INSTRUCTIONS FOR THE TASK: Return the listing below with every line unchanged, leaving out the pictures.
---------- GIVEN DATA ----------
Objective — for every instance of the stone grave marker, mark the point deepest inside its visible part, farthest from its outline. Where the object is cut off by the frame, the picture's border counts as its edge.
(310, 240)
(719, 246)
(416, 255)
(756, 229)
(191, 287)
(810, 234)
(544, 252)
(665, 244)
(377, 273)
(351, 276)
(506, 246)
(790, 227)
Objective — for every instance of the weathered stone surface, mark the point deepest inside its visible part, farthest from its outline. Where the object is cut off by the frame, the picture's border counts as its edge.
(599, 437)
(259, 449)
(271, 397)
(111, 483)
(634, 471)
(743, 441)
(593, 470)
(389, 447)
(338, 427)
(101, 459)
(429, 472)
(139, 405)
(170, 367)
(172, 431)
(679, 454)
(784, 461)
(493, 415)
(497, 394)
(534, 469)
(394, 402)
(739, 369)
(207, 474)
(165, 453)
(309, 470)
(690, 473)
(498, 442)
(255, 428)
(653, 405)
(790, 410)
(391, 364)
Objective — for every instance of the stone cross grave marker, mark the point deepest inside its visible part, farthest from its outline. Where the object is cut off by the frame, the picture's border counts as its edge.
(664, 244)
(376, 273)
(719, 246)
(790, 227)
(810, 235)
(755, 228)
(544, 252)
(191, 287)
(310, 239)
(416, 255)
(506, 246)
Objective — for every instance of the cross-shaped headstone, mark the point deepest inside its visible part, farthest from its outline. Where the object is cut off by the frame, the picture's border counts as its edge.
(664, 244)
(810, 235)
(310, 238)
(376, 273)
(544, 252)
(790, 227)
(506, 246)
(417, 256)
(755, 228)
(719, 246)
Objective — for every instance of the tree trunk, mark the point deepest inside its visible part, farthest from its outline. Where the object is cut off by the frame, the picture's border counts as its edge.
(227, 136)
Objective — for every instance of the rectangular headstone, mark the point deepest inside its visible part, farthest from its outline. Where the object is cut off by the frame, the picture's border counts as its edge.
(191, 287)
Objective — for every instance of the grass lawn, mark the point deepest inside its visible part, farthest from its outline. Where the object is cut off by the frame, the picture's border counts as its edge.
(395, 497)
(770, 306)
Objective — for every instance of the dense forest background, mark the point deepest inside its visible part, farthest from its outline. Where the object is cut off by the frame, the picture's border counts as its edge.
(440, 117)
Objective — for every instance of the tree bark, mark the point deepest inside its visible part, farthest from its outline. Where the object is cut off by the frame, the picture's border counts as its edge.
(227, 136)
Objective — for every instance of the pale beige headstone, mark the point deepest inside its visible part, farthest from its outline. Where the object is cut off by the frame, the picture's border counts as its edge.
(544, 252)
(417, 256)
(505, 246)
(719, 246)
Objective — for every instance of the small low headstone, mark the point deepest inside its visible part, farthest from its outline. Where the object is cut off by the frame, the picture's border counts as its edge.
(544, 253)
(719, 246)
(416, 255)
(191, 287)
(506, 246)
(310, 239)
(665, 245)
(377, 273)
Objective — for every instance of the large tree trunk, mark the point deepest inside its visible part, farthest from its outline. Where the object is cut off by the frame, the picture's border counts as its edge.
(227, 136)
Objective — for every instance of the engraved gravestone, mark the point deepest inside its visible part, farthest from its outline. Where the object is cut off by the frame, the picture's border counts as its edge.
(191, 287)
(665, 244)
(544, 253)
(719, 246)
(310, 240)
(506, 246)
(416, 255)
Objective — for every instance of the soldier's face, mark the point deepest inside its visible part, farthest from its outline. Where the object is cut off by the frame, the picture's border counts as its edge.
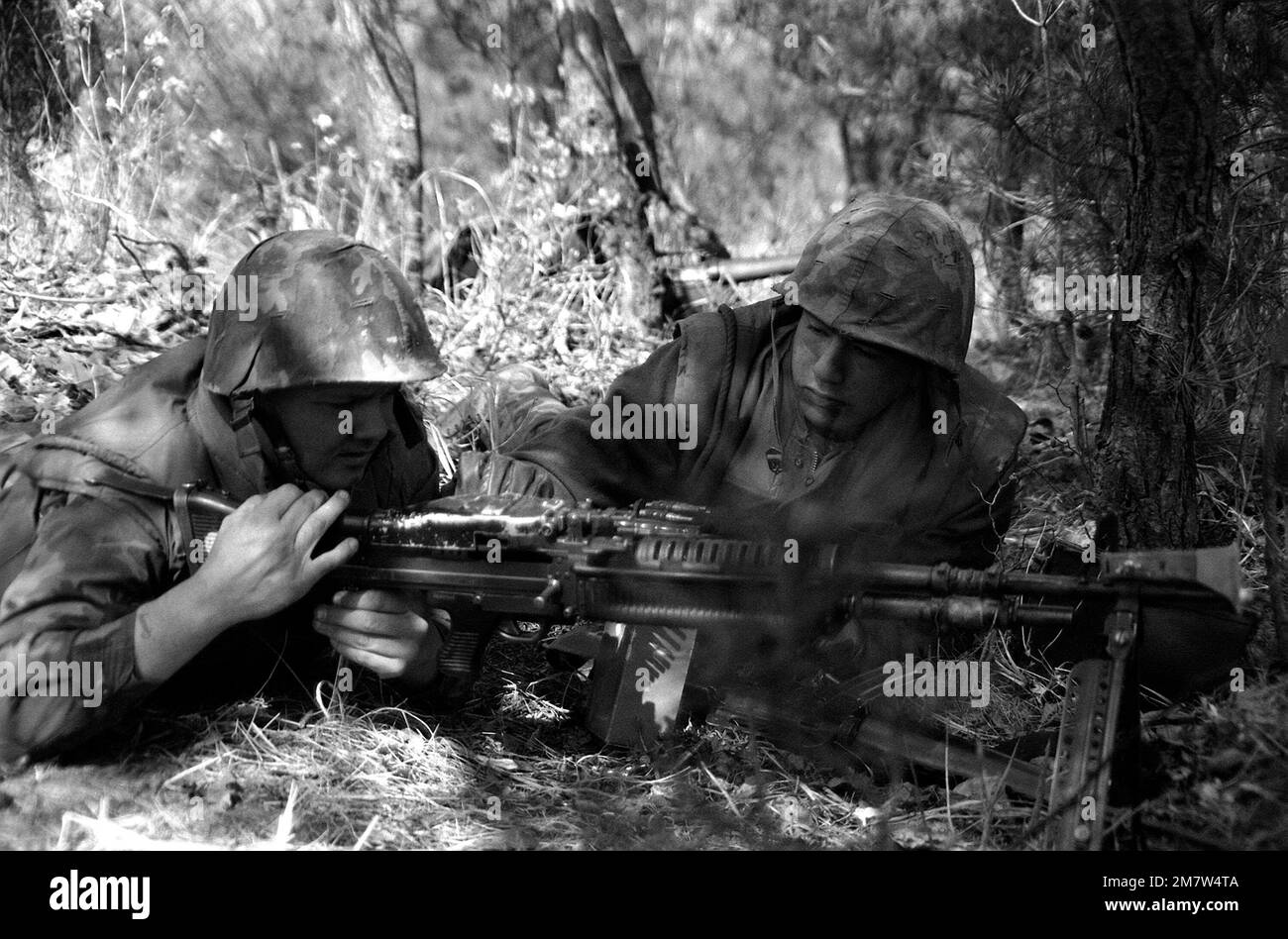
(841, 382)
(334, 429)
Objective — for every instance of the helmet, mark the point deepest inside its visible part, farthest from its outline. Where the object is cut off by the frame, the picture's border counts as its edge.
(893, 270)
(312, 308)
----------
FINAL RESULT:
Objective — for every instance of the stone grave marker, mark the point deepest inside its visible part, farthest from its outline. Where the object is cut off by the frame, the picture's border counts as its edge.
(310, 240)
(719, 246)
(416, 255)
(756, 229)
(191, 287)
(810, 234)
(544, 252)
(665, 244)
(377, 273)
(351, 276)
(506, 246)
(790, 227)
Objective — for every instance of the weathered stone surface, mark the point deepest inside its visible part, farthest from its outline. Where the object is cut off by the frame, the picture's border counts as its edge.
(599, 437)
(259, 449)
(271, 397)
(111, 483)
(634, 471)
(743, 441)
(593, 470)
(389, 447)
(338, 427)
(101, 459)
(429, 472)
(139, 405)
(170, 367)
(172, 431)
(679, 454)
(784, 461)
(493, 415)
(497, 394)
(534, 469)
(394, 402)
(739, 369)
(207, 474)
(165, 453)
(309, 470)
(690, 473)
(498, 442)
(255, 428)
(653, 405)
(790, 410)
(391, 364)
Objective — for every instance of the stone cross grave marker, mark the point deepest inside its visible part, farthest from its outline. Where the object is cut off by the frame, the picture's border counts as its edge.
(664, 244)
(376, 273)
(719, 246)
(790, 227)
(810, 235)
(755, 228)
(544, 252)
(191, 287)
(310, 239)
(416, 255)
(506, 246)
Objective — for every instance of the cross-shaped headstone, mark the point deepest inside its visible part, farthest from its outline. Where the object is cut off by the frame, the picture's border counts as its edge.
(664, 244)
(810, 235)
(310, 238)
(376, 273)
(544, 252)
(790, 227)
(506, 246)
(417, 256)
(755, 228)
(719, 246)
Objective — for every instance of the tree trunk, mark the point deepest inside its visible part, farthest from its outline. Where the object is cut off by the frame, the picture's border counts as its edge.
(227, 136)
Objective — for every instance of the rectangular headstone, mark the point deepest inside its visible part, farthest from its outline. Where the object is cut off by the frame, the picture's border counts as its edge.
(191, 287)
Objective — for every instance of the grass lawn, mark the point deepest inside its visible part, farthest from its outline. Where the object is cut off by the frame, the picture's border counts as its edge.
(395, 497)
(770, 306)
Objective — for every instance of the dense forest background, mark the point deepest inside its visible part, farthest from its outline. Where the object is cut off by the frame, the picture's border counts as its edge.
(440, 117)
Objective — for every instance of the tree bark, mark the point deepest inside its visible part, farthest from its outline. Where the object is cut off by the frame, the picture's border counts as its edge.
(227, 136)
Objective — for every instance of the pale beige headstone, mark the point deepest inside its visible part, farthest from its outline. Where the object is cut off by the frame, the picture's border counts as its edge.
(544, 252)
(417, 256)
(505, 246)
(719, 246)
Objective — for every instance of the small low headstone, mark the point deepest inside its visible part, farthest from its outline. Where the object is cut off by the frame, the picture's border counts as its edge.
(544, 253)
(719, 246)
(416, 255)
(191, 287)
(506, 246)
(310, 239)
(665, 245)
(377, 273)
Objective — for every instance of the large tree trunk, mark the point deepest inside its visible part, farthest from its outline. Where the object is cut off by the frame, the picture's border counts as its edge.
(227, 136)
Objective — for every instance of the engraved gravestone, mark the point deepest inside its visible part, farthest from its outline. Where the object is cut off by the frame, the picture's border counts as its edge.
(191, 287)
(665, 244)
(544, 253)
(719, 246)
(310, 240)
(506, 246)
(416, 255)
Objective — for every instance of the soldier's face, mark the point deepest inside its visible part, farthest from its outline. Where the object is cut off by the frame, the picture's border counts as its edge.
(841, 382)
(334, 429)
Objective — for every instance of the helmet, mark the point deepest inside its visible part, farthest from its outline. Where the object is cut off by the frame, the picture's border counts as its edge.
(893, 270)
(312, 308)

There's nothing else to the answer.